(Page text):
========================

If you want to alias it, a using declaration will create a true alias, rather than a subclass:

template<class T>
using SharedPointer = std::tr1::shared_ptr<T>;

Edit

A method that should work on GCC 4.6.* compilers would be to make a wrapper function around the std::tr1::shared_ptr<T>. Since GCC 4.6.* supports the C++11 library, I've used that instead of TR1:

#include <memory>
#include <utility>

template<typename T, typename... Args>
std::shared_ptr<T> make_shared_ptr(Args &&... args)
{
    return std::shared_ptr<T>(std::forward<Args>(args)...);
}

int main(int argc, char *argv[])

========================

(The task): Copy the part of the shared_ptr alias text from "If you want" to "make_shared_ptr(Args &&... args)".

========================

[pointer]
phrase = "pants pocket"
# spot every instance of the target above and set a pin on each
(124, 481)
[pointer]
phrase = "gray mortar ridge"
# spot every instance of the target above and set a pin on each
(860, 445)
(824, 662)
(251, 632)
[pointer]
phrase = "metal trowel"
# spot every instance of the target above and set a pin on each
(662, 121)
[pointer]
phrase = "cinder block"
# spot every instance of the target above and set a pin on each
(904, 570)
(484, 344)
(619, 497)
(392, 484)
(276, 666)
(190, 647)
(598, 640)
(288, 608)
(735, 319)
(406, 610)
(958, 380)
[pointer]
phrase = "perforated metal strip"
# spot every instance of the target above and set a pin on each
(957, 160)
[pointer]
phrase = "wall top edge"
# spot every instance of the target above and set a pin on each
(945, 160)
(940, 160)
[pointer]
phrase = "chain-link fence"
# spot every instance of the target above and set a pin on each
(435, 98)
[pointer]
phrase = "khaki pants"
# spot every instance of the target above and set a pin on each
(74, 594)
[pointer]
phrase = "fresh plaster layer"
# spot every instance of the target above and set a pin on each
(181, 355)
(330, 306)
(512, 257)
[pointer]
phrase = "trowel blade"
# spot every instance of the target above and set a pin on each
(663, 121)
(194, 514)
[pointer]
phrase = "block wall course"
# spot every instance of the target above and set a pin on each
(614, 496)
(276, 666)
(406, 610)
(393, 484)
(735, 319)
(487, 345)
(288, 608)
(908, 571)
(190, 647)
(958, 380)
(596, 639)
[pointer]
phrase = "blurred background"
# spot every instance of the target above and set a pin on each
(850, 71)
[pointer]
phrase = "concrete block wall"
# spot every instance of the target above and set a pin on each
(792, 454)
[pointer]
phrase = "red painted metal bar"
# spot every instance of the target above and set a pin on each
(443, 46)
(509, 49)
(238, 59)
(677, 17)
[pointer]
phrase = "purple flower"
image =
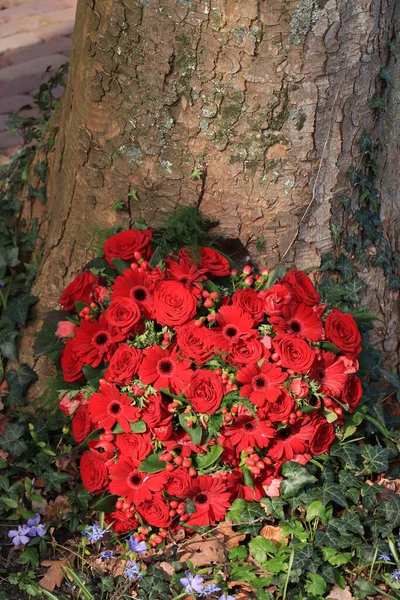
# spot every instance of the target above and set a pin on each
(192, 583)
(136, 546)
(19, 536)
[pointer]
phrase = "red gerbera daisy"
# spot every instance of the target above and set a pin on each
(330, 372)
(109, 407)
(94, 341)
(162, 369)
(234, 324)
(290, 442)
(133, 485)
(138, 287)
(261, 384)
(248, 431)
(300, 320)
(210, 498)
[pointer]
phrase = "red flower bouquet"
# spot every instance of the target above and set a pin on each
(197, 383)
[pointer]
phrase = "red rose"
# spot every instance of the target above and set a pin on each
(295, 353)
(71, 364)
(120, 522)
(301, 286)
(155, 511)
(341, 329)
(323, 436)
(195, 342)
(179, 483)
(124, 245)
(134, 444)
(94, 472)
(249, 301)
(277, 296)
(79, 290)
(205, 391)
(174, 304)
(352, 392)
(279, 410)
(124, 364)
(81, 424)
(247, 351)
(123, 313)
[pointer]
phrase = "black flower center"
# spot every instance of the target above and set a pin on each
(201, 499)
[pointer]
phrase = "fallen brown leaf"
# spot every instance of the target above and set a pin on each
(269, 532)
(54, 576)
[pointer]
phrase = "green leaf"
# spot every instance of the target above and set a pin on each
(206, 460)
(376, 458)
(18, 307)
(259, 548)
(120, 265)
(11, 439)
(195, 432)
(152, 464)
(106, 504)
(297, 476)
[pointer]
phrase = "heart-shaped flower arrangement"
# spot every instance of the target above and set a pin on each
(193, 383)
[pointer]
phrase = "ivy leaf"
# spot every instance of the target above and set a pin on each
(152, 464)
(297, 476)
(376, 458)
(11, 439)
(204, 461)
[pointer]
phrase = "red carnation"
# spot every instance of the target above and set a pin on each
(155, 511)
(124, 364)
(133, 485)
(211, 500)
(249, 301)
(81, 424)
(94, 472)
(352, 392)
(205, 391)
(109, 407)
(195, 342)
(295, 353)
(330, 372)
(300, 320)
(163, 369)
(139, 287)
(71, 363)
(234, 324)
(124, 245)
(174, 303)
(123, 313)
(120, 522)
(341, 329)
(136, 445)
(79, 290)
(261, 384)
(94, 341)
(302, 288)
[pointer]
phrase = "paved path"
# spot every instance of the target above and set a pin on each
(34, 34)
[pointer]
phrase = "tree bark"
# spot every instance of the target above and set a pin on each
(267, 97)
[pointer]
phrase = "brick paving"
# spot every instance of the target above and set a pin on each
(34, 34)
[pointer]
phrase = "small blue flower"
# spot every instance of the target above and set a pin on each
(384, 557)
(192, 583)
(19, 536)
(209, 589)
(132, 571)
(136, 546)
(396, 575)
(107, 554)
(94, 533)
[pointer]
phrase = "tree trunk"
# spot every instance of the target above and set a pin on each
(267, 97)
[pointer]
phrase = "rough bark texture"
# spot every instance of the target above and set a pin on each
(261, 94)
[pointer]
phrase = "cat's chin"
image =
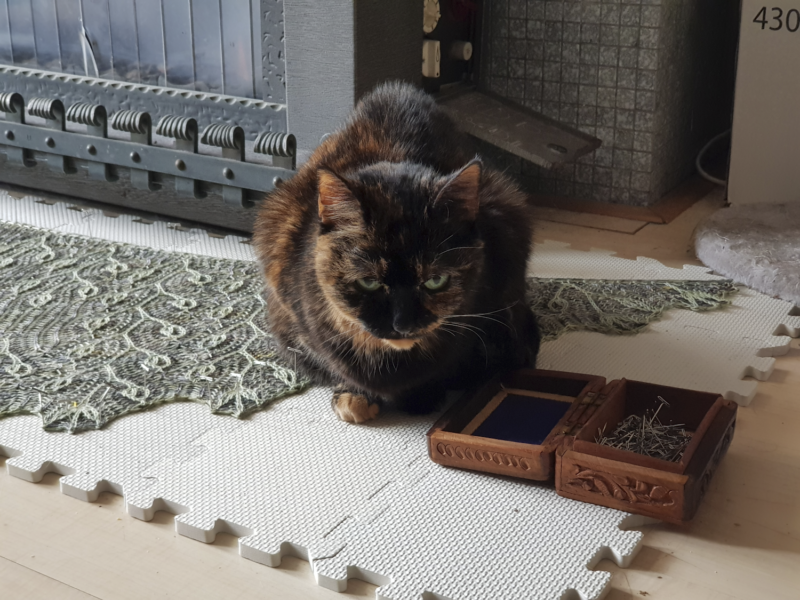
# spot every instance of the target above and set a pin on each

========================

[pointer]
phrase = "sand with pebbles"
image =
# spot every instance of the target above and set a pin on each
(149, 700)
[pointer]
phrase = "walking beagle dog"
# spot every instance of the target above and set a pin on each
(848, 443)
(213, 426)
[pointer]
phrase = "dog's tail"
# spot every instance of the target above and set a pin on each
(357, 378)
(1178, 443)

========================

(Expected answer):
If you want to alias it, a using declaration will create a true alias, rather than a subclass:

template<class T>
using SharedPointer = std::tr1::shared_ptr<T>;

Edit

A method that should work on GCC 4.6.* compilers would be to make a wrapper function around the std::tr1::shared_ptr<T>. Since GCC 4.6.* supports the C++11 library, I've used that instead of TR1:

#include <memory>
#include <utility>

template<typename T, typename... Args>
std::shared_ptr<T> make_shared_ptr(Args &&... args)